**Problem:**
Locate every line in the listing below that contains the string "blue", and copy each such line in full. Matching is case-sensitive.

**Data lines:**
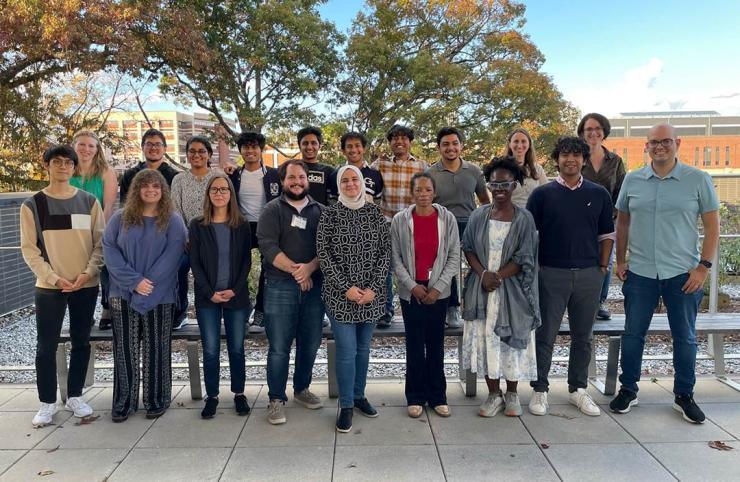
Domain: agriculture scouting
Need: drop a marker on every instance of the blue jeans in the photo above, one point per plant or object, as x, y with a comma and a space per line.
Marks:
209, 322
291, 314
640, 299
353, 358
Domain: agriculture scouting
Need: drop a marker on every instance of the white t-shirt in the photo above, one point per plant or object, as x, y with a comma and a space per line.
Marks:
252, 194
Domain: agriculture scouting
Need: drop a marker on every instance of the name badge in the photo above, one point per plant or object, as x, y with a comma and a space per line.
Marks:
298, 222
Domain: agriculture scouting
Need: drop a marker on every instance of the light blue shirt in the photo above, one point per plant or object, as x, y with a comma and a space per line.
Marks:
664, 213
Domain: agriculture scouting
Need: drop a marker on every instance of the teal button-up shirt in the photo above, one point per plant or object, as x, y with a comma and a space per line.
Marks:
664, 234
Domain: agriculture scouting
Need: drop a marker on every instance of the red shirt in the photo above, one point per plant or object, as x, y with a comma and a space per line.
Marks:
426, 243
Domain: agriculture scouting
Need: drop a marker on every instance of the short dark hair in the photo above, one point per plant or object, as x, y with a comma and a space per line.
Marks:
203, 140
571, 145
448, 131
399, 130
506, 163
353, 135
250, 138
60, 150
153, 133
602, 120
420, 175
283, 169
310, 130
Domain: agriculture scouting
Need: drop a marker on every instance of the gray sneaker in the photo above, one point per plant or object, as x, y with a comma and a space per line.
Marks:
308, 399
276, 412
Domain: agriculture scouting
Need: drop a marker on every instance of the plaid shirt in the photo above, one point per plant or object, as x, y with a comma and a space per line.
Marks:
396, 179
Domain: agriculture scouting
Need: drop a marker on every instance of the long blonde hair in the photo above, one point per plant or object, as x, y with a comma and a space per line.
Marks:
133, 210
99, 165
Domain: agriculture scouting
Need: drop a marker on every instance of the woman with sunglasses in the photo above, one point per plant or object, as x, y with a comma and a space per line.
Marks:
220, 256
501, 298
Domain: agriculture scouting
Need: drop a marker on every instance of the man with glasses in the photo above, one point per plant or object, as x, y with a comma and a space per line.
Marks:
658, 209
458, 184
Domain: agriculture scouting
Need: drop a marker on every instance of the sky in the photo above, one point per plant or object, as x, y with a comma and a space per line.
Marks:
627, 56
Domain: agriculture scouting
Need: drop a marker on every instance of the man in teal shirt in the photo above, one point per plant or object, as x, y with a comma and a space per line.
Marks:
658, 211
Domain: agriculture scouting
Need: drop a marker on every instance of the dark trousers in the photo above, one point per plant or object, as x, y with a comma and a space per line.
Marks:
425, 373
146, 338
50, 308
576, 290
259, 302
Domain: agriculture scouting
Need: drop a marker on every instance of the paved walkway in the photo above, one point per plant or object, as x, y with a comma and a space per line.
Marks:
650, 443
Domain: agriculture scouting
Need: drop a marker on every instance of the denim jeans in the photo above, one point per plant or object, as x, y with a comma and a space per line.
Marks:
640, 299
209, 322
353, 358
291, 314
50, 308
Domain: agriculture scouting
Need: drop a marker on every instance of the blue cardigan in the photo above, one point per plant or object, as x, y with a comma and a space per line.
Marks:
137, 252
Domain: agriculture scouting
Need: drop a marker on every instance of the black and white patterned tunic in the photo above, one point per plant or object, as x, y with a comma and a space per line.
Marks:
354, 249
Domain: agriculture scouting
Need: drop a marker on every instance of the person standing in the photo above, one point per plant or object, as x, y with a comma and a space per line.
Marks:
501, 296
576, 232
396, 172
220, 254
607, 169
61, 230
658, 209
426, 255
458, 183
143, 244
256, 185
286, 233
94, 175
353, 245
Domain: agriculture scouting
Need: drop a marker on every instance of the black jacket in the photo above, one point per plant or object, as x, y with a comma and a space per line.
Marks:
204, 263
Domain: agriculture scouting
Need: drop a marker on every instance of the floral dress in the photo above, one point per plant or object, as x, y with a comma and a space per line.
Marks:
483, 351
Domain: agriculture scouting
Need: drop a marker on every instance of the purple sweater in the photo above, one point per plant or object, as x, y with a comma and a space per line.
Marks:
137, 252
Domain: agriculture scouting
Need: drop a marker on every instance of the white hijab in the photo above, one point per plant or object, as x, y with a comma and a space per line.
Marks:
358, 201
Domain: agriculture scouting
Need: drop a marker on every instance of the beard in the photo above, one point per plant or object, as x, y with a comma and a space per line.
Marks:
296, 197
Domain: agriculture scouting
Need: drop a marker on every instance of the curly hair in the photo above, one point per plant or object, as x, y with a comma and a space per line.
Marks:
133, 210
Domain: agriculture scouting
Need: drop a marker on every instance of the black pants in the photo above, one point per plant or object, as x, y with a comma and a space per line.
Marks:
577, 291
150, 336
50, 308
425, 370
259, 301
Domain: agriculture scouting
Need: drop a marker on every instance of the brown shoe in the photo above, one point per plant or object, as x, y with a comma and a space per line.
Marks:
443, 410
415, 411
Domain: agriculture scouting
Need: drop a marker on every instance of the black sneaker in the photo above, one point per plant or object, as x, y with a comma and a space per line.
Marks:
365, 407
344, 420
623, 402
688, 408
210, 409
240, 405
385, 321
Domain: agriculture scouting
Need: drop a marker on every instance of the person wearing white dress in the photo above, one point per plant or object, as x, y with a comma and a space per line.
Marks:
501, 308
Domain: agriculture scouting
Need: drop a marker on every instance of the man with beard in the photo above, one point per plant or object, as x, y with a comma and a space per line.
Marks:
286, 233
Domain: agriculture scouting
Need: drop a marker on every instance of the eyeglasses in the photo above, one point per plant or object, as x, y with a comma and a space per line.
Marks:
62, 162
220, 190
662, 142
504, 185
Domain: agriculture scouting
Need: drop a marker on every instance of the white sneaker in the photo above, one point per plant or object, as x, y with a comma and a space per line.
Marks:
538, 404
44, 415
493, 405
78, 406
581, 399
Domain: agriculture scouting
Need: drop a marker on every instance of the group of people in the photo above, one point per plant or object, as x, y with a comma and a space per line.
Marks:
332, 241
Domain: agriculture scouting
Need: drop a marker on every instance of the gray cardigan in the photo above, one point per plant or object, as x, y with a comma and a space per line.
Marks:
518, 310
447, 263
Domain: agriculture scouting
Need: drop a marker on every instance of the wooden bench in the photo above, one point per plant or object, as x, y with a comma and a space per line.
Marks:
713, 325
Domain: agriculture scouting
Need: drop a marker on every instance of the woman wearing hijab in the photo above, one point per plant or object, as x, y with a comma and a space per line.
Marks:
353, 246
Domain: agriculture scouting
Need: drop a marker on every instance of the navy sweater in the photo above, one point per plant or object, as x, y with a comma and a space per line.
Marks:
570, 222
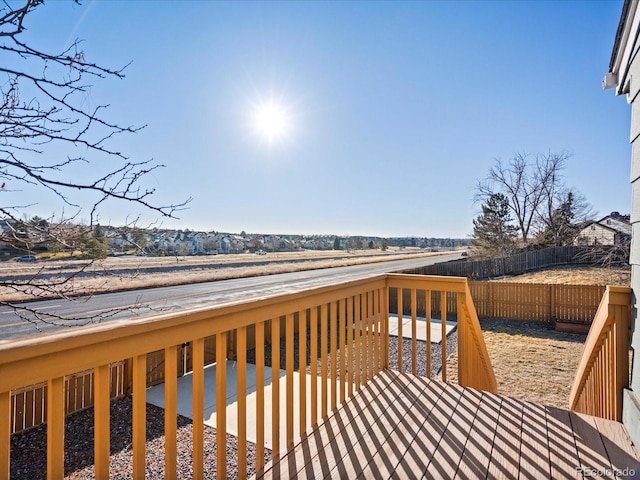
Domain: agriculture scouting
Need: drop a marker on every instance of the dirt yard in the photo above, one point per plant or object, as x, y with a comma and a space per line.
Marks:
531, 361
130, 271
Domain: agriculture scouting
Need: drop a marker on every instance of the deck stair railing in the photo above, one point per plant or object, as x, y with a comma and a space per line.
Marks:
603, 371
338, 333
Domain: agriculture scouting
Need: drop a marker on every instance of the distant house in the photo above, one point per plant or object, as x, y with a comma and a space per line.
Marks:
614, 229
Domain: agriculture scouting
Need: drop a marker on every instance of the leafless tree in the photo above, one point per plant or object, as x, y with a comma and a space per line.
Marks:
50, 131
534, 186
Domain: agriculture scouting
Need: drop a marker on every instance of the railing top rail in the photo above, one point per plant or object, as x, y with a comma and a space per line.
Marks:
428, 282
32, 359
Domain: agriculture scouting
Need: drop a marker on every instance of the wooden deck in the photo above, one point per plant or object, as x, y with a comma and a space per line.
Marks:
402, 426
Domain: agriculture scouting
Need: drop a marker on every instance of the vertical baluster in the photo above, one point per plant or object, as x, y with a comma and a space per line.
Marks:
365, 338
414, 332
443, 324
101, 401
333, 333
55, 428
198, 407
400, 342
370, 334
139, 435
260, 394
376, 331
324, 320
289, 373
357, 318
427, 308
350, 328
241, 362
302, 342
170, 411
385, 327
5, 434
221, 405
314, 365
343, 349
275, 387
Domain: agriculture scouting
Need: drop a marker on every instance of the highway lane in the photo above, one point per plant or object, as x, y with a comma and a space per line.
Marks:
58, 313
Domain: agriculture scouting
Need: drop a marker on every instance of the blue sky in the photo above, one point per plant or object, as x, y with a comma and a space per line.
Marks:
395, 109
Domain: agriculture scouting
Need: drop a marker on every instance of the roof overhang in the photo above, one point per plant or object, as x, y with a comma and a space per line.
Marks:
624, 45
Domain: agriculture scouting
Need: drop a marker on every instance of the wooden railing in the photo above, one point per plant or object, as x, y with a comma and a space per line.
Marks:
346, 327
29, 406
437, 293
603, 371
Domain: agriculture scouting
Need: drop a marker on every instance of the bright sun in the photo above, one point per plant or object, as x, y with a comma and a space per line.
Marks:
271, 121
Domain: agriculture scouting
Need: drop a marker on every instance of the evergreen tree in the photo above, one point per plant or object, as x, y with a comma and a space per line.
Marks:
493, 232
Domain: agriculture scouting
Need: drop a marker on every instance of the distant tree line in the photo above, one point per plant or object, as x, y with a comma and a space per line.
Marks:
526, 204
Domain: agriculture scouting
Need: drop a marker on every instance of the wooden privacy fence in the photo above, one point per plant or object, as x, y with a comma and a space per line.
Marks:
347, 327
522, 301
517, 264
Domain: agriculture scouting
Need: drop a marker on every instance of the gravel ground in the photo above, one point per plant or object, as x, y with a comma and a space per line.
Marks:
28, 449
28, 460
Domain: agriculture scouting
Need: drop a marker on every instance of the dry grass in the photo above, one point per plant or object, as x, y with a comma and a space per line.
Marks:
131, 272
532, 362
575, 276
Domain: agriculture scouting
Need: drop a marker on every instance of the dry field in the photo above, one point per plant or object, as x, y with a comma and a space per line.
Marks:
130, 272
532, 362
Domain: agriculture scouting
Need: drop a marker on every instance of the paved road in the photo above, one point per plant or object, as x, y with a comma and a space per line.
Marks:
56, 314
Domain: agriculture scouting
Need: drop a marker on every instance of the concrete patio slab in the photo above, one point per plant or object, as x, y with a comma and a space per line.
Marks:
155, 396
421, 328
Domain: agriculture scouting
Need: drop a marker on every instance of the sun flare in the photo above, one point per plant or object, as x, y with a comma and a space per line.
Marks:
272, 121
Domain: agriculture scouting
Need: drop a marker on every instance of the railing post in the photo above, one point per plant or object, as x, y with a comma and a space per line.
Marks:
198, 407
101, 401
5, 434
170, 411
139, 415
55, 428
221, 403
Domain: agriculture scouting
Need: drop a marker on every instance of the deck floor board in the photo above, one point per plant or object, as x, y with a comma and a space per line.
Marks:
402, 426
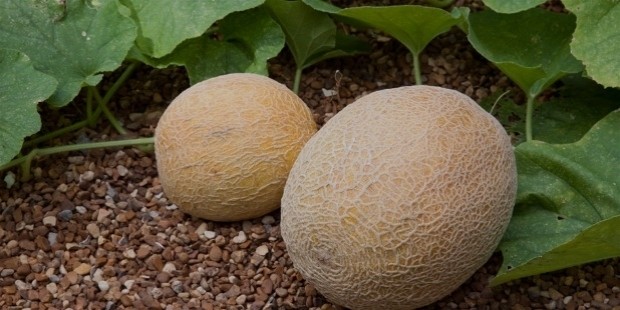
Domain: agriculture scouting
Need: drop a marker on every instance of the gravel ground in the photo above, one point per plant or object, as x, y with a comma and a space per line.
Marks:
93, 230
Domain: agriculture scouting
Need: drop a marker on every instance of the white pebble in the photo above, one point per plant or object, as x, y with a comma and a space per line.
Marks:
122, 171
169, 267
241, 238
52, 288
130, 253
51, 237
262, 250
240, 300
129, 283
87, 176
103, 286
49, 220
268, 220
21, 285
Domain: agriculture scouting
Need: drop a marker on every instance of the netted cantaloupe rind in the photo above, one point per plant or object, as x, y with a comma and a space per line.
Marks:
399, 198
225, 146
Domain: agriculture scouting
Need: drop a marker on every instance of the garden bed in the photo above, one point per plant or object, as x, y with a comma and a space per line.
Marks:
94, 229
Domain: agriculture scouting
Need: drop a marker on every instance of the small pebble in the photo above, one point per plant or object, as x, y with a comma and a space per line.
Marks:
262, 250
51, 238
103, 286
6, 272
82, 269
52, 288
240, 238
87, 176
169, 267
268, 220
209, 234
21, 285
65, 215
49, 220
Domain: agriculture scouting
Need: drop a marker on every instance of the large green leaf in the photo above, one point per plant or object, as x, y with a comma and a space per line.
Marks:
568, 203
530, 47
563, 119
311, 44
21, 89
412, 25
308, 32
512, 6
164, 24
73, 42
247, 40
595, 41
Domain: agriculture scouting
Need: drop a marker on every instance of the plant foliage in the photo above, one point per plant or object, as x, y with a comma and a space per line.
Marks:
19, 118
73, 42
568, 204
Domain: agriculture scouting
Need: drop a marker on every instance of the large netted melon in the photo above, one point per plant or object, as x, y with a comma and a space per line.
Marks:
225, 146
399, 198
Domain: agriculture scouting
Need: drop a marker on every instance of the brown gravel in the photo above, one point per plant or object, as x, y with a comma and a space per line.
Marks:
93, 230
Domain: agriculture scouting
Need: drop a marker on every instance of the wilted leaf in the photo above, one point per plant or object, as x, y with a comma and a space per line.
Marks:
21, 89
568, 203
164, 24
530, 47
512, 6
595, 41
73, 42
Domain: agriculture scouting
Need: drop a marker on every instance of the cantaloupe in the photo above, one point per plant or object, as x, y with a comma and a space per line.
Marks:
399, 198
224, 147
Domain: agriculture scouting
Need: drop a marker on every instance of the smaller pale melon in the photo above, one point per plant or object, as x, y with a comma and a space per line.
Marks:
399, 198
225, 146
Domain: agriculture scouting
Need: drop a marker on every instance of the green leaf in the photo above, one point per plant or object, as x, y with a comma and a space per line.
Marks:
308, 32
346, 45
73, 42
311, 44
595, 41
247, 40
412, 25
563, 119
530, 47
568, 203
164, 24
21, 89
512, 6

**Answer to this exercise:**
Need: drop a marker on every instance of the blue jeans in the photo above, one point per plant or object, as x, y with a comma and a space per line.
Need: drop a marker on every instance of the light blue shirt in the photo above, one point per plant or object, as x, y with a comma and a space per line.
Need: drop a marker on every instance of the blue cardigan in the photo above, one point per plant or object, as x, y with a comma and a space per line.
Need: drop a marker on every instance of the blue sky in the photo above, one point per plant or object, as x, y with a comma and a space per line.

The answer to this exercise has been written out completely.